__DATA LINES__:
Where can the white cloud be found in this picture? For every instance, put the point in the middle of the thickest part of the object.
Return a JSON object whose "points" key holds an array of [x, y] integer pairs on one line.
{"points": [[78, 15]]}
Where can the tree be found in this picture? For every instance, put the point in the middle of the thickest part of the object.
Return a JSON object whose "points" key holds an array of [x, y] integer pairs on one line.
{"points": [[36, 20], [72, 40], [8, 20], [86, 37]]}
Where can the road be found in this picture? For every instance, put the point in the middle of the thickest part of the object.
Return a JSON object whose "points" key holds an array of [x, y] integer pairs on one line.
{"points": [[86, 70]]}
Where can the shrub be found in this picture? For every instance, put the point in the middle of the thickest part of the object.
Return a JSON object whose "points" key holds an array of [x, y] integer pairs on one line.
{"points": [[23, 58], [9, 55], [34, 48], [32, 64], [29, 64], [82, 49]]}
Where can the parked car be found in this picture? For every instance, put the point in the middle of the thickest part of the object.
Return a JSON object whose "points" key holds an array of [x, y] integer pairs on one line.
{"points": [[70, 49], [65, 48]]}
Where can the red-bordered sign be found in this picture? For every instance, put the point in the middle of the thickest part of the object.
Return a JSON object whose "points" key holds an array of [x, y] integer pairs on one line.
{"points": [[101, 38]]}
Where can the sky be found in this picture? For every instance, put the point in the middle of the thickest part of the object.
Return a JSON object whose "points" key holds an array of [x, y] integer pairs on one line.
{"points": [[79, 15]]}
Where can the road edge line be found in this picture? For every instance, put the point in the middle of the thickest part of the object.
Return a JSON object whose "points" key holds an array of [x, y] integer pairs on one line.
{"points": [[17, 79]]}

__DIRECTIONS FOR THIS TASK__:
Express the part of the items that opens with the line containing "Where can the shrub" and runs through the last item as a JSON list of strings, one string per line, with blank lines left out.

__SOLUTION TO THE PROBLEM__:
[
  "Where can the shrub be found in this picture? For every instance, put the point in the middle of the thickest part of the object.",
  "Return a JSON object whose \"points\" key holds an array of [x, y] integer pairs on one line.",
  "{\"points\": [[23, 58], [9, 55], [34, 48], [32, 64], [29, 64], [82, 49]]}",
  "Where can the parked car be found in this picture? For every instance, put the point in the middle of the thickest part of the object.",
  "Return a JSON object whose \"points\" key holds an array of [x, y] integer pairs on one line.",
  "{\"points\": [[70, 49], [65, 48]]}",
  "Where can the red-bordered sign be found in this picture? For every instance, put the point in the middle of the thickest part of the object.",
  "Return a JSON object whose \"points\" key holds an array of [x, y] integer pairs on one line.",
  "{\"points\": [[101, 38]]}",
  "Where can the sky be found in this picture? For every instance, put the point in the middle of the thickest part of the object.",
  "Return a JSON object whose \"points\" key holds an array of [x, y] integer pairs on one line.",
  "{\"points\": [[79, 15]]}",
  "Where can the road edge line be found in this picture? For every instance, put the point in the middle of the thickest part of the object.",
  "Return a JSON object whose \"points\" key holds an array of [x, y] integer pairs on one line.",
  "{\"points\": [[17, 79]]}"
]